Your task is to give the data again, exactly, with every line intact.

## BEGIN Extracted entries

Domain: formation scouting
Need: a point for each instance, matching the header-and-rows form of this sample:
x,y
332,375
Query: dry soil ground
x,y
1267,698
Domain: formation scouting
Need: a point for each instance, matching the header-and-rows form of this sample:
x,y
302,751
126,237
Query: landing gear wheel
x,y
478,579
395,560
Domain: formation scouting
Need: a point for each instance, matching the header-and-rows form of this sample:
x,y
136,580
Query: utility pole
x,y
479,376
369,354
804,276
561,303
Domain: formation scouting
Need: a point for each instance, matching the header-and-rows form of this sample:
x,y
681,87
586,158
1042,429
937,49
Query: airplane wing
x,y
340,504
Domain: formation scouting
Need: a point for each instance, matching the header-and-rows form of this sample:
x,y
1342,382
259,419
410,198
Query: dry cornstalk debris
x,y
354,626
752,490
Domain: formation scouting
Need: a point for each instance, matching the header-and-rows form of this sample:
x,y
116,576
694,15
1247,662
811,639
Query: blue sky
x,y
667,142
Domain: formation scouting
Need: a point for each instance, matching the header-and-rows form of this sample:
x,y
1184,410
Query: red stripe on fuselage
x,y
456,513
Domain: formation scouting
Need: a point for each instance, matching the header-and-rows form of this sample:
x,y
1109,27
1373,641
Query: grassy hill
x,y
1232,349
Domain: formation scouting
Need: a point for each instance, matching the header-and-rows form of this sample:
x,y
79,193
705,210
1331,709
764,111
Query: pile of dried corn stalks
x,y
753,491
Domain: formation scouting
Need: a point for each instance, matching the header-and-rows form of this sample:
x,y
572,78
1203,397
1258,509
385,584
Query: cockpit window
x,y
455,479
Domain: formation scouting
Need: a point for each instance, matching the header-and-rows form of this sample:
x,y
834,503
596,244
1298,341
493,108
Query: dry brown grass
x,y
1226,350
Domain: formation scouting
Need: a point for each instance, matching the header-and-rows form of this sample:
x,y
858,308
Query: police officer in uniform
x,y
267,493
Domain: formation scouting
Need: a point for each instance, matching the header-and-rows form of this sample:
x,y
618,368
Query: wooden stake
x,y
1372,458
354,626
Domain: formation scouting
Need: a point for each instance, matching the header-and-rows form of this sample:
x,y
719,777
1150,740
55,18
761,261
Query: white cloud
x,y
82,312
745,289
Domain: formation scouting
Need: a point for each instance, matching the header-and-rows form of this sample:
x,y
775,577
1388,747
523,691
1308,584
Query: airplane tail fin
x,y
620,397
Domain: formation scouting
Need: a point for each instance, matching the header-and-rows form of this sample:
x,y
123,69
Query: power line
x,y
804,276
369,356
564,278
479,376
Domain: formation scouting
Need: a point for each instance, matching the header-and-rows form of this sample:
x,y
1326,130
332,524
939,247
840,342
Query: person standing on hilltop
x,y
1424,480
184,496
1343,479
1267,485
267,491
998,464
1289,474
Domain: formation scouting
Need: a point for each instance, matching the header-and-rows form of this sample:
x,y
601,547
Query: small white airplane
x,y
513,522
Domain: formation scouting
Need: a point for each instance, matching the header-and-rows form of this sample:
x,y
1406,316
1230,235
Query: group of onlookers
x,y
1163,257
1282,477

## END Extracted entries

→ Exercise output:
Domain: formation scouting
Need: a point for each instance, matching the header-and-rows form of this sample:
x,y
332,375
Query: dry soil ground
x,y
1267,698
Domain: formation scouting
Need: a point for each instance, matching the header-and-rows form of this sample:
x,y
302,751
126,237
Query: landing gear wheel
x,y
478,579
395,560
Domain: formation scouting
Need: a point for each instance, matching the header-and-rows form of this sample:
x,y
136,580
Query: utility pole
x,y
479,376
369,354
804,276
561,303
Domain: formation scouting
Need: a point for each instance, matching the header-and-rows form of this sample:
x,y
681,87
586,158
1042,429
937,49
Query: airplane wing
x,y
340,504
Domain: formation scouting
Need: a point for each instance, matching the header-and-rows form of this sample:
x,y
1342,382
259,419
410,198
Query: dry cornstalk debris
x,y
354,626
752,490
Domain: formation scouting
Need: a point for each instance, matching the header-and-rows form of this sample:
x,y
116,576
694,15
1247,662
811,639
Query: blue sky
x,y
667,142
Domain: formation scouting
Need: a point for each instance, matching the header-and-rows form of this sample:
x,y
1184,410
Query: red stripe on fuselage
x,y
456,513
Domain: formation scouting
Need: a point for each instance, matching the header-and-rows form of this sample:
x,y
1109,27
1373,641
Query: grassy hill
x,y
1232,349
Domain: formation scouting
Need: a point for each instance, matching the header-and-rows form of this sample:
x,y
79,193
705,210
1331,709
764,111
Query: pile of dried corn stalks
x,y
753,491
Domain: formation scouting
Need: a point for each instance, matching the header-and-rows form of this sample:
x,y
572,78
1203,397
1258,509
385,584
Query: cockpit window
x,y
455,479
Domain: formation scouting
Need: a point for each instance, matching the header-and-rows form of this sample:
x,y
834,503
596,244
1298,341
493,108
Query: dry brown grass
x,y
1226,350
Domain: formation scouting
Need: a point for each instance, matching the header-and-rows form of this sample:
x,y
858,308
Query: police officer in uniform
x,y
267,493
Domain: formation scouting
Need: a point for each instance, matching the header-and-rows form of this sample:
x,y
618,368
Query: wooden stake
x,y
1372,458
354,626
Domain: formation scouting
Need: a point for each instance, matching the header-and-rows form of this sample:
x,y
719,777
1150,740
55,18
761,261
Query: white cloud
x,y
82,312
745,289
Domain: formation scouting
Need: a point for each instance, matching the header-and-rows form of this sample:
x,y
775,577
1388,747
523,691
1308,584
Query: airplane tail fin
x,y
620,397
Domain: formation scouting
Need: a point for each instance, matching the header-and-rows form of this sample:
x,y
123,69
Query: power line
x,y
804,276
369,356
564,278
479,376
Domain: formation scouting
Need: a point for each instance, matching the header-and-rows form of this sample:
x,y
1326,130
332,524
939,247
840,342
Query: person standing on hilltop
x,y
1424,480
184,496
1343,479
1267,485
267,491
998,464
1289,474
Domain: formation scouting
Need: a point for each instance, matching the header-and-rows form of this sample:
x,y
601,547
Query: small white airplane
x,y
513,522
Domain: formation scouting
Need: a point for each instance, matching the header-and-rows form of this sample:
x,y
1406,316
1230,235
Query: group of onlookers
x,y
1163,257
1282,477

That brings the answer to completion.